__Prompt__: Copy, word for word, the lines of the entries below between the one with "positive clicks: (621, 134)" and the one with "box: [497, 280, 504, 363]", inclusive, and leave out everything else.

__Entries supplied__:

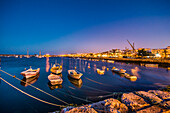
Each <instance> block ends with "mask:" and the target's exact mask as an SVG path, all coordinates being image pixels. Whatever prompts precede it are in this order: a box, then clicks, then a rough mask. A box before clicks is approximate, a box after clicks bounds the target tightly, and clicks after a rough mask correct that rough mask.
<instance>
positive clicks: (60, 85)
mask: <svg viewBox="0 0 170 113" xmlns="http://www.w3.org/2000/svg"><path fill="white" fill-rule="evenodd" d="M48 87H49V88H50V90H54V89H57V88H59V89H61V88H63V86H62V84H57V85H52V84H51V82H50V81H49V82H48Z"/></svg>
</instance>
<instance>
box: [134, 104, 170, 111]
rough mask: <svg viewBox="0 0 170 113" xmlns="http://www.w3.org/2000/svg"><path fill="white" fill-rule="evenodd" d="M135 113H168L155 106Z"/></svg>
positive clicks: (152, 106) (148, 107) (161, 109)
mask: <svg viewBox="0 0 170 113" xmlns="http://www.w3.org/2000/svg"><path fill="white" fill-rule="evenodd" d="M136 113H169V110H165V109H162V108H160V107H159V106H157V105H153V106H150V107H148V108H146V109H142V110H139V111H136Z"/></svg>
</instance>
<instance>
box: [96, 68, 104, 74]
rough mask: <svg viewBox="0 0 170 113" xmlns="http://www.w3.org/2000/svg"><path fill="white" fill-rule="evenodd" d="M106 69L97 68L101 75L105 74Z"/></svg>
mask: <svg viewBox="0 0 170 113" xmlns="http://www.w3.org/2000/svg"><path fill="white" fill-rule="evenodd" d="M104 72H105V71H104V70H101V69H97V73H98V74H100V75H104Z"/></svg>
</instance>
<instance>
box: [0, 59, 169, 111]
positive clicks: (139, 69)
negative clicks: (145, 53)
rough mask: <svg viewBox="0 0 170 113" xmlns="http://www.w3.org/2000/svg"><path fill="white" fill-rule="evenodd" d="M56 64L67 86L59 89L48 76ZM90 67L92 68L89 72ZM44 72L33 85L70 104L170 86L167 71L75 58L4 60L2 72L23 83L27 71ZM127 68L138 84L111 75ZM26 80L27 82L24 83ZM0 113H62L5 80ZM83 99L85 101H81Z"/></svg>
mask: <svg viewBox="0 0 170 113" xmlns="http://www.w3.org/2000/svg"><path fill="white" fill-rule="evenodd" d="M54 63H61V64H63V72H62V78H63V83H62V85H59V86H50V84H49V80H48V78H47V77H48V75H49V74H50V71H49V70H50V68H51V65H52V64H54ZM88 65H90V68H88ZM29 66H32V68H38V67H39V68H41V70H40V75H39V76H37V77H35V78H32V79H29V80H27V81H29V82H30V83H32V85H34V86H36V87H38V88H40V89H42V90H43V91H45V92H47V93H49V94H52V95H53V96H55V97H57V98H60V99H61V100H63V101H65V102H67V103H69V104H78V105H81V104H86V103H88V102H86V101H85V100H89V101H92V102H93V101H96V98H97V99H99V98H98V97H99V96H107V95H110V94H112V93H113V92H129V91H138V90H144V91H147V90H150V89H158V88H161V87H164V86H166V85H170V82H169V81H170V72H169V71H168V70H166V69H164V68H146V67H142V66H139V65H137V64H126V63H120V62H115V63H107V62H102V61H88V60H83V59H73V58H41V59H40V58H34V57H32V58H14V57H13V58H12V57H10V58H6V57H2V58H1V67H2V70H4V71H6V72H8V73H10V74H12V75H15V76H16V77H18V78H20V79H23V76H22V75H20V72H21V71H23V70H24V69H25V68H27V69H28V68H29ZM75 66H76V67H77V70H79V71H80V72H82V73H83V76H82V77H81V79H80V80H79V81H76V80H74V79H71V78H69V77H68V73H67V70H68V69H74V68H75ZM103 66H105V67H107V68H109V70H108V71H107V69H106V71H105V74H104V75H99V74H98V73H97V72H96V68H99V69H102V68H103ZM113 66H115V67H117V68H123V69H126V70H127V73H130V74H133V75H136V76H137V77H138V78H137V80H136V81H130V80H129V79H126V78H125V77H123V76H122V75H118V74H116V73H113V72H112V71H111V68H112V67H113ZM1 77H2V78H4V79H5V80H6V81H8V82H10V83H11V84H13V85H14V86H16V87H17V88H19V89H21V90H23V91H25V92H27V93H29V94H31V95H33V96H35V97H38V98H40V99H42V100H45V101H48V102H51V103H55V104H59V105H65V104H64V103H63V102H60V101H58V100H56V99H54V98H52V97H50V96H48V95H46V94H44V93H42V92H40V91H38V90H36V89H34V88H32V87H30V86H29V85H28V84H25V83H22V82H21V81H18V80H16V79H15V78H13V77H10V76H9V75H6V74H4V73H2V72H1ZM23 80H25V79H23ZM0 98H1V99H0V112H2V113H23V112H24V113H30V112H31V113H46V112H50V111H56V110H59V109H60V107H55V106H52V105H48V104H45V103H42V102H39V101H37V100H35V99H32V98H30V97H28V96H27V95H24V94H23V93H21V92H19V91H17V90H16V89H14V88H12V87H11V86H9V85H8V84H6V83H5V82H3V81H2V80H0ZM80 99H81V100H80Z"/></svg>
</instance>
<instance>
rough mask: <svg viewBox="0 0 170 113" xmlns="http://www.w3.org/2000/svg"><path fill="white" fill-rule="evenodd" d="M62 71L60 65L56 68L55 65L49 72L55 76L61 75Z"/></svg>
mask: <svg viewBox="0 0 170 113" xmlns="http://www.w3.org/2000/svg"><path fill="white" fill-rule="evenodd" d="M62 70H63V69H62V66H61V65H57V66H56V65H55V64H54V65H53V67H52V68H51V70H50V71H51V72H52V73H55V74H61V73H62Z"/></svg>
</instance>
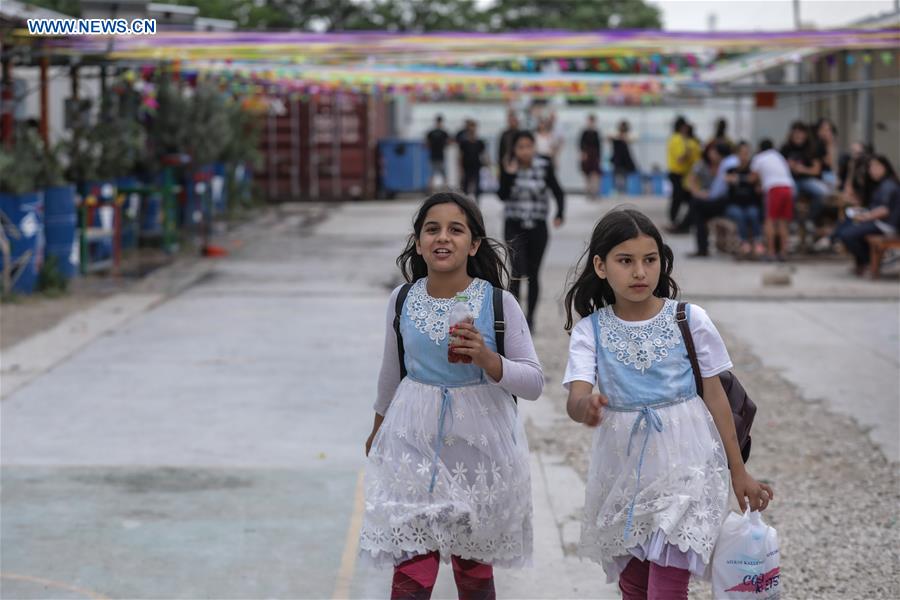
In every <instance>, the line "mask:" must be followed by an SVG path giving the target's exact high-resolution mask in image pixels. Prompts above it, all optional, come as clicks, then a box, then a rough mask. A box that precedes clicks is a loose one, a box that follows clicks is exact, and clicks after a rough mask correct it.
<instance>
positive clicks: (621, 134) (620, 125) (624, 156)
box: [609, 119, 637, 193]
mask: <svg viewBox="0 0 900 600" xmlns="http://www.w3.org/2000/svg"><path fill="white" fill-rule="evenodd" d="M630 131H631V126H630V125H629V124H628V121H626V120H624V119H623V120H622V121H619V128H618V131H617V132H616V134H615V135H611V136H610V137H609V141H610V142H611V143H612V150H613V153H612V165H613V176H614V177H615V181H616V189H617V190H618V191H619V193H624V192H625V181H626V179H627V178H628V175H630V174H631V173H634V172H635V171H637V165H635V164H634V159H633V158H632V157H631V144H632V143H633V142H634V141H636V138H634V137H632V136H631V134H630Z"/></svg>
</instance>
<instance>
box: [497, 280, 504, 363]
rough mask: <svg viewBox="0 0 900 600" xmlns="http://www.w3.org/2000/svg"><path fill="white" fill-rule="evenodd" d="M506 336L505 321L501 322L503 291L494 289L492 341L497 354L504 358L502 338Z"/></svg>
mask: <svg viewBox="0 0 900 600" xmlns="http://www.w3.org/2000/svg"><path fill="white" fill-rule="evenodd" d="M505 334H506V321H504V320H503V290H502V289H500V288H496V287H495V288H494V341H495V342H497V354H499V355H500V356H505V355H506V352H505V351H504V350H505V347H504V343H503V338H504V335H505Z"/></svg>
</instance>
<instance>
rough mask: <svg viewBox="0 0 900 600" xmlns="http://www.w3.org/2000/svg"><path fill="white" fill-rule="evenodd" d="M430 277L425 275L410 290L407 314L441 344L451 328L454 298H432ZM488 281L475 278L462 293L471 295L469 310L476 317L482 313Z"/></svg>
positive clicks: (425, 330) (414, 321)
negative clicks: (468, 286) (428, 287)
mask: <svg viewBox="0 0 900 600" xmlns="http://www.w3.org/2000/svg"><path fill="white" fill-rule="evenodd" d="M427 283H428V278H427V277H423V278H422V279H419V280H418V281H416V282H415V283H414V284H413V286H412V288H410V290H409V296H407V298H406V316H407V317H409V320H410V321H412V324H413V326H414V327H415V328H416V329H418V330H419V331H420V332H422V333H424V334H425V335H427V336H428V337H429V338H430V339H431V340H432V341H433V342H434V343H435V344H440V343H441V341H443V340H444V339H445V338H446V337H447V330H448V329H449V318H450V309H451V308H452V307H453V303H454V301H455V300H454V298H432V297H431V296H429V295H428V288H427V287H426V285H427ZM487 283H488V282H487V281H485V280H483V279H478V278H477V277H476V278H473V279H472V283H470V284H469V287H467V288H466V289H465V290H463V291H462V292H460V293H462V294H465V295H466V296H468V297H469V301H468V305H469V310H471V311H472V314H473V315H474V316H475V318H476V319H477V318H478V315H480V314H481V304H482V301H483V300H484V294H485V290H486V288H487Z"/></svg>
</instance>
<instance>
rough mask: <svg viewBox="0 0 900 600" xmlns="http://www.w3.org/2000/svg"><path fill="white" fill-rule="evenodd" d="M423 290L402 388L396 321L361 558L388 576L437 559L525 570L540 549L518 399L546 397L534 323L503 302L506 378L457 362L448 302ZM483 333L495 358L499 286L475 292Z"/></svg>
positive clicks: (478, 287) (408, 322) (415, 317)
mask: <svg viewBox="0 0 900 600" xmlns="http://www.w3.org/2000/svg"><path fill="white" fill-rule="evenodd" d="M426 284H427V281H426V280H424V279H421V280H419V281H418V282H416V283H415V284H414V285H413V287H412V289H411V290H410V292H409V296H408V297H407V300H406V303H405V306H404V310H403V315H402V318H401V325H400V327H401V334H402V337H403V342H404V349H405V358H406V360H405V365H406V368H407V371H408V373H407V376H406V377H405V378H403V379H402V381H401V380H400V372H399V359H398V352H397V345H396V338H395V335H394V331H393V326H392V321H393V317H394V304H395V299H396V293H397V292H396V290H395V292H394V294H393V295H392V296H391V299H390V301H389V307H388V315H387V324H386V326H387V335H386V340H385V354H384V363H383V366H382V373H381V377H380V379H379V399H378V401H377V402H376V406H375V409H376V411H377V412H378V413H379V414H383V415H384V416H385V419H384V422H383V423H382V425H381V428H380V429H379V432H378V434H377V435H376V437H375V440H374V443H373V446H372V450H371V452H370V454H369V459H368V461H367V465H366V476H365V498H366V503H365V514H364V519H363V526H362V530H361V534H360V553H361V556H362V557H363V558H364V559H367V560H369V561H371V562H374V563H375V564H376V565H378V566H393V565H395V564H398V563H400V562H403V561H404V560H407V559H409V558H411V557H413V556H415V555H418V554H423V553H427V552H431V551H438V552H440V554H441V557H442V559H443V560H445V561H448V560H449V559H450V557H451V555H456V556H460V557H462V558H466V559H474V560H478V561H480V562H484V563H490V564H493V565H495V566H501V567H514V566H521V565H523V564H527V563H529V562H530V559H531V551H532V525H531V519H532V505H531V478H530V463H529V453H528V443H527V440H526V437H525V431H524V428H523V426H522V422H521V420H520V419H519V418H518V411H517V407H516V404H515V402H514V401H513V398H512V396H511V394H516V395H517V396H518V397H519V398H520V399H531V400H534V399H536V398H537V397H538V396H539V395H540V393H541V391H542V388H543V374H542V372H541V369H540V364H539V363H538V361H537V356H536V355H535V352H534V346H533V344H532V342H531V337H530V334H529V333H528V329H527V327H526V325H525V318H524V315H522V311H521V309H520V308H519V305H518V303H516V301H515V298H513V297H512V296H511V295H510V294H508V293H506V292H504V304H503V306H504V317H505V320H506V323H507V325H506V342H505V345H506V356H505V357H503V359H502V360H503V377H502V379H501V380H500V381H499V382H495V381H492V380H490V379H489V378H488V377H487V376H486V375H485V374H484V372H483V371H482V369H480V368H479V367H477V366H474V365H462V364H451V363H449V362H448V360H447V342H448V339H447V338H448V336H447V329H448V327H447V317H448V313H449V310H450V307H451V305H452V300H450V299H439V298H431V297H430V296H429V295H428V294H427V291H426ZM466 293H467V294H468V295H469V298H470V300H469V304H470V308H471V310H472V312H473V314H474V315H476V320H475V326H476V327H477V328H478V330H479V331H480V332H481V334H482V336H483V337H484V338H485V344H486V345H487V346H488V347H490V348H493V349H496V343H495V340H494V317H493V306H492V302H491V300H492V287H491V286H490V284H489V283H487V282H485V281H482V280H479V279H475V280H474V281H473V282H472V285H470V286H469V288H468V289H467V290H466Z"/></svg>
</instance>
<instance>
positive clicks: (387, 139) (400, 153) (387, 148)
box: [378, 138, 431, 192]
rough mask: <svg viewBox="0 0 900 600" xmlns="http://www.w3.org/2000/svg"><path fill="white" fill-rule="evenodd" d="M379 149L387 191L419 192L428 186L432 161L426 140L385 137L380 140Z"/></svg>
mask: <svg viewBox="0 0 900 600" xmlns="http://www.w3.org/2000/svg"><path fill="white" fill-rule="evenodd" d="M378 149H379V151H380V153H381V160H382V166H383V169H384V170H383V172H382V184H383V186H384V190H385V191H386V192H418V191H422V190H424V189H427V188H428V182H429V180H430V179H431V163H430V162H429V157H428V150H427V148H426V147H425V143H424V142H421V141H418V140H403V139H396V138H395V139H383V140H380V141H379V142H378Z"/></svg>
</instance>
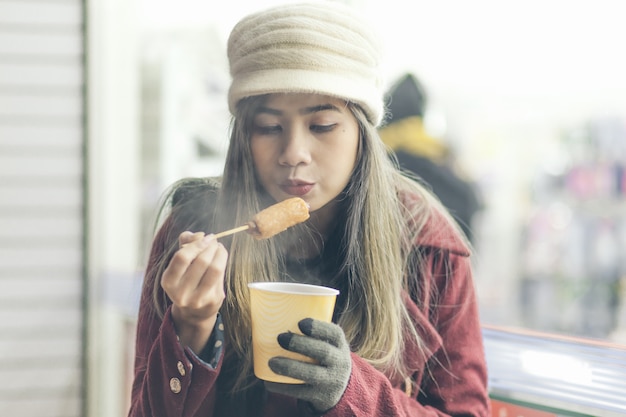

__Result__:
positive clicks: (621, 134) (620, 125) (624, 156)
box: [609, 119, 637, 193]
mask: <svg viewBox="0 0 900 600" xmlns="http://www.w3.org/2000/svg"><path fill="white" fill-rule="evenodd" d="M630 131H631V126H630V125H629V124H628V121H626V120H624V119H623V120H622V121H619V128H618V131H617V132H616V134H615V135H611V136H610V137H609V141H610V142H611V143H612V150H613V153H612V165H613V176H614V177H615V181H616V189H617V190H618V191H619V193H624V192H625V181H626V179H627V178H628V175H630V174H631V173H634V172H635V171H637V165H635V164H634V159H633V158H632V157H631V144H632V143H633V142H634V141H636V138H634V137H632V136H631V134H630Z"/></svg>
</instance>
<instance>
box: [497, 280, 504, 363]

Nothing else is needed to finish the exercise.